* **PROMPT**
Exactly repeat the full listing that follows.

* **SUPPLIED INFORMATION**
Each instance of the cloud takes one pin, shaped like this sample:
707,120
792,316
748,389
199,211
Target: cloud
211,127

* **REPLY**
Each instance of the cloud takes one pin, shaped like this sample:
707,120
792,316
748,389
199,211
Target: cloud
211,127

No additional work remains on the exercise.